**INFORMATION GIVEN:**
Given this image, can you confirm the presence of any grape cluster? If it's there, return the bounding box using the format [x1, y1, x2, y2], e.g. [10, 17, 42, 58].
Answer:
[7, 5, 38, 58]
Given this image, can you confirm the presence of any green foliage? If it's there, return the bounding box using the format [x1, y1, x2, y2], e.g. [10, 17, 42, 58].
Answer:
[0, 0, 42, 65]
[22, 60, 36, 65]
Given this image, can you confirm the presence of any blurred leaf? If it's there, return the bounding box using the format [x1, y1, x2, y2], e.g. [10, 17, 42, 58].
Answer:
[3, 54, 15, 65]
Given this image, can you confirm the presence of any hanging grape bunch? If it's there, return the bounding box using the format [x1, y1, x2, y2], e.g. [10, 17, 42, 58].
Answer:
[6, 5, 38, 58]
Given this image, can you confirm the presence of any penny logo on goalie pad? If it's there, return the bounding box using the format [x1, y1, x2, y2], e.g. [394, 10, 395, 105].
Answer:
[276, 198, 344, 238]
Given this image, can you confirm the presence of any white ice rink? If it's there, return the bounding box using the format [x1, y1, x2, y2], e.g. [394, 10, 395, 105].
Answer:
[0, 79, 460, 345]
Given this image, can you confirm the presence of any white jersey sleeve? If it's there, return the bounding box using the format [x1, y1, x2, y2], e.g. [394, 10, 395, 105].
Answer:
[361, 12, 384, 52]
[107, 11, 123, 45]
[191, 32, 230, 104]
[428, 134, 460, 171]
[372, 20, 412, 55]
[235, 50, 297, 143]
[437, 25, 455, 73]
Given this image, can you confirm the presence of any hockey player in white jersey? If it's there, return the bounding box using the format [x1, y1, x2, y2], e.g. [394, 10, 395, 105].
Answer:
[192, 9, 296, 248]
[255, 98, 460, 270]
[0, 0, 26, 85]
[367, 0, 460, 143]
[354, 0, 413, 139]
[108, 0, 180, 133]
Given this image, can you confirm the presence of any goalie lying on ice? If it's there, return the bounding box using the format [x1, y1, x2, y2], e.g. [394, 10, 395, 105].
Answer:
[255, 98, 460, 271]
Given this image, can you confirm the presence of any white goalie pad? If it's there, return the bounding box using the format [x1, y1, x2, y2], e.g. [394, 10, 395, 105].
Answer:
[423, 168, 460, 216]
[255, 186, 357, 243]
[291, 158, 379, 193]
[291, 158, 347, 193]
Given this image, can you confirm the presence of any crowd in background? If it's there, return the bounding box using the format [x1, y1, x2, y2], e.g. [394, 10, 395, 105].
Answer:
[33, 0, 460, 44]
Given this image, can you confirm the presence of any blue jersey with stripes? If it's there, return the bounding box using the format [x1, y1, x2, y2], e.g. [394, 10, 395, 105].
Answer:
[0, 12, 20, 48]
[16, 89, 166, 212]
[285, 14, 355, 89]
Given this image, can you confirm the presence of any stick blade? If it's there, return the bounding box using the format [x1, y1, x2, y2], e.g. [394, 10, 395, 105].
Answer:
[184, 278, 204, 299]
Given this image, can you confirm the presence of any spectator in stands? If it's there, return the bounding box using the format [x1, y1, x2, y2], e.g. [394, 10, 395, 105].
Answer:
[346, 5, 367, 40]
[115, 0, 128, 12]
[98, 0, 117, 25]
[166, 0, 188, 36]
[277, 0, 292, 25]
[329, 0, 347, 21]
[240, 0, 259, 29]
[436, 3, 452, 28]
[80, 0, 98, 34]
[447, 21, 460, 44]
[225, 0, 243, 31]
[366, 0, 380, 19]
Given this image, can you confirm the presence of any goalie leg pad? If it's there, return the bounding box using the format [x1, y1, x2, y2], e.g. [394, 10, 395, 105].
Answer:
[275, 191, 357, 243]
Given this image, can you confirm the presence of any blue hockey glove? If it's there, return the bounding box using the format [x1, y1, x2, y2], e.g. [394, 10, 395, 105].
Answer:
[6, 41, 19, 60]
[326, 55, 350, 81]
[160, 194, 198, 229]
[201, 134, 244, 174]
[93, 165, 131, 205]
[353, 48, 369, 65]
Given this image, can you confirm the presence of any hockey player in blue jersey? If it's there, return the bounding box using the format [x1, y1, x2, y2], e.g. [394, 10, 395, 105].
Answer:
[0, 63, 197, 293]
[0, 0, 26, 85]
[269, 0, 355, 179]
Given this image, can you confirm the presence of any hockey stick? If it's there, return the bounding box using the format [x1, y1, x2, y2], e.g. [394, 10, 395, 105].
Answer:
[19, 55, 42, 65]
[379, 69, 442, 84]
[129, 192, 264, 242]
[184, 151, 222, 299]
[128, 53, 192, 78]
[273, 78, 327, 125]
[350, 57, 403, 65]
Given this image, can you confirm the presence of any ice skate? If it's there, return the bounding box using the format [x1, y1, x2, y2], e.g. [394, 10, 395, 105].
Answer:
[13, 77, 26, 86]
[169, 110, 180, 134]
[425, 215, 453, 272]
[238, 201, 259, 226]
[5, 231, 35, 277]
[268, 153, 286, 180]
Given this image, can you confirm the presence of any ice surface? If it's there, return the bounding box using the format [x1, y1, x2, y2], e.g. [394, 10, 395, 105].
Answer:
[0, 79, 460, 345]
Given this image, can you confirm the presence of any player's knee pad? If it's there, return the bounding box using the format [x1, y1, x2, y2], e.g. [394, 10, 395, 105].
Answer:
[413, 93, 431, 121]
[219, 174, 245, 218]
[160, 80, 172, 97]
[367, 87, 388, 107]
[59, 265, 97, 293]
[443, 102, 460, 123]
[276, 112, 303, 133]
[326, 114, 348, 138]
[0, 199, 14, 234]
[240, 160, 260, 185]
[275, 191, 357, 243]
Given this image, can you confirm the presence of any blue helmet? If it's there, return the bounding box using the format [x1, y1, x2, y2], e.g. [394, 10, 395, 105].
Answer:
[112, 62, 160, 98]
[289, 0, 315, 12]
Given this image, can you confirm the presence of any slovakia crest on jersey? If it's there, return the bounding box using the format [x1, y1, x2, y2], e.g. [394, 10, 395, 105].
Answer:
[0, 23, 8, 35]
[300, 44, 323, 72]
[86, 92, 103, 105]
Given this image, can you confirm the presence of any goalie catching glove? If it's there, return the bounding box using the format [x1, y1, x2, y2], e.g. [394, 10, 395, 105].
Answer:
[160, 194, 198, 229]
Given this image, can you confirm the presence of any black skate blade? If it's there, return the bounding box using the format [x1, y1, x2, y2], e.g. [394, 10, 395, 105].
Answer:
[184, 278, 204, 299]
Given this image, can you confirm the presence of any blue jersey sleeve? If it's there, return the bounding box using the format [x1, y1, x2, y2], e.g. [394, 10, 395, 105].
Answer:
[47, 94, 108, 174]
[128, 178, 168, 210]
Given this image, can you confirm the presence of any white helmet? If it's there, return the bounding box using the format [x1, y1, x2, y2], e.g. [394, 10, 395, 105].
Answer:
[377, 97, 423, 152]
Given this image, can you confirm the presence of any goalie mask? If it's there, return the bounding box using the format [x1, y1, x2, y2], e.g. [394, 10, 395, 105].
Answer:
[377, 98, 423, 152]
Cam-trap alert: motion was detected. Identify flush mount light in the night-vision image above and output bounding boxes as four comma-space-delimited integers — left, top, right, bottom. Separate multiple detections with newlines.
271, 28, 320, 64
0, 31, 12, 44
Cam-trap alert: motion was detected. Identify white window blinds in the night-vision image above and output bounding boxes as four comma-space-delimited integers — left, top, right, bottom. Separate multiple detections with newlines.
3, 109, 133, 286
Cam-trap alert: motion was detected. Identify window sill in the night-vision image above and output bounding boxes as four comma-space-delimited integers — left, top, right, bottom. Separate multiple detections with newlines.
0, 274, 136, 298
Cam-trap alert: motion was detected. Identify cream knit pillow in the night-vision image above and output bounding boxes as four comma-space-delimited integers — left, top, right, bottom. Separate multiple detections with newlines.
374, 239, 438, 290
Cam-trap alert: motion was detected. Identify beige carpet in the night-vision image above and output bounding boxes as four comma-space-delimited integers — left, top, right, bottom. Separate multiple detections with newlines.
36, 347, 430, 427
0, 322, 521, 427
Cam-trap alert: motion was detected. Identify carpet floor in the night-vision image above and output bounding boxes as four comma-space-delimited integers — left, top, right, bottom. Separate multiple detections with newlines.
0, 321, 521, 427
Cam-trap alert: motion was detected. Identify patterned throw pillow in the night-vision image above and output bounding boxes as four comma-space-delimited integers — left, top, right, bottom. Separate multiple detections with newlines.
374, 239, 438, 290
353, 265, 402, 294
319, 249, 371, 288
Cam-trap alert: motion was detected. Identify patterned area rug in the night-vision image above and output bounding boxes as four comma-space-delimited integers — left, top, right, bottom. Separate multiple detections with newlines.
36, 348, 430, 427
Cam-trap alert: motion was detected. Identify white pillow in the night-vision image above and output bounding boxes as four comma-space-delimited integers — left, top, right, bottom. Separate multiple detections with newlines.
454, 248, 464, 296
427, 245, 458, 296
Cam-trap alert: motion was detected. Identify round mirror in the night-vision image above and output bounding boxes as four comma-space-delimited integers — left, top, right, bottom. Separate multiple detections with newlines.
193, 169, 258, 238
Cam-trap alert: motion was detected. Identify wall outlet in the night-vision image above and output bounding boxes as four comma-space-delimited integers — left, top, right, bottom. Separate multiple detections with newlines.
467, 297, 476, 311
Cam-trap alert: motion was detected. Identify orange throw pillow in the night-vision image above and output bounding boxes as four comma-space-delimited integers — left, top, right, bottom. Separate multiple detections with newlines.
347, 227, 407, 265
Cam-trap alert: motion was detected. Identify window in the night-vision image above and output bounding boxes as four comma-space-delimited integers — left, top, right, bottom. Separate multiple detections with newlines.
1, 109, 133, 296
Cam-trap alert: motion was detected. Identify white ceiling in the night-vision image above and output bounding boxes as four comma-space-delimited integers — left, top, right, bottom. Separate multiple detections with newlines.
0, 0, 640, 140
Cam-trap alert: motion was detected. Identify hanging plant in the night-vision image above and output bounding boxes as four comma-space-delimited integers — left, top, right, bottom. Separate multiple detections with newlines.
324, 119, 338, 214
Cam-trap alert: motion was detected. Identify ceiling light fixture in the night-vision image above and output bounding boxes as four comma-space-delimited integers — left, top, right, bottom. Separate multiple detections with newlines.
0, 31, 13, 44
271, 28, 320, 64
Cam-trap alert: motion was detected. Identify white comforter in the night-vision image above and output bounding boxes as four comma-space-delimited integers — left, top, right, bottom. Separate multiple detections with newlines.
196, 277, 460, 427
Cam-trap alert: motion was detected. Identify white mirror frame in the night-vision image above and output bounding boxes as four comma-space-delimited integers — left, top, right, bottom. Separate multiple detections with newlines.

**AIM OF THE EXERCISE:**
Rewrite the lines starting at the one containing "any hockey stick?" and ending after the one containing "[350, 57, 403, 65]", changing "hockey stick" to "ice hockey stick" and leaving everything else as it is.

**FINISHED ANSWER:**
Given this image, can you confirm the presence of any ice hockey stick? If it's there, return the bounding box using the format [x1, y1, x2, y2], e.g. [394, 10, 395, 105].
Answer:
[19, 55, 42, 65]
[379, 69, 442, 84]
[129, 192, 264, 242]
[184, 151, 222, 299]
[128, 53, 192, 78]
[273, 78, 327, 125]
[350, 57, 403, 65]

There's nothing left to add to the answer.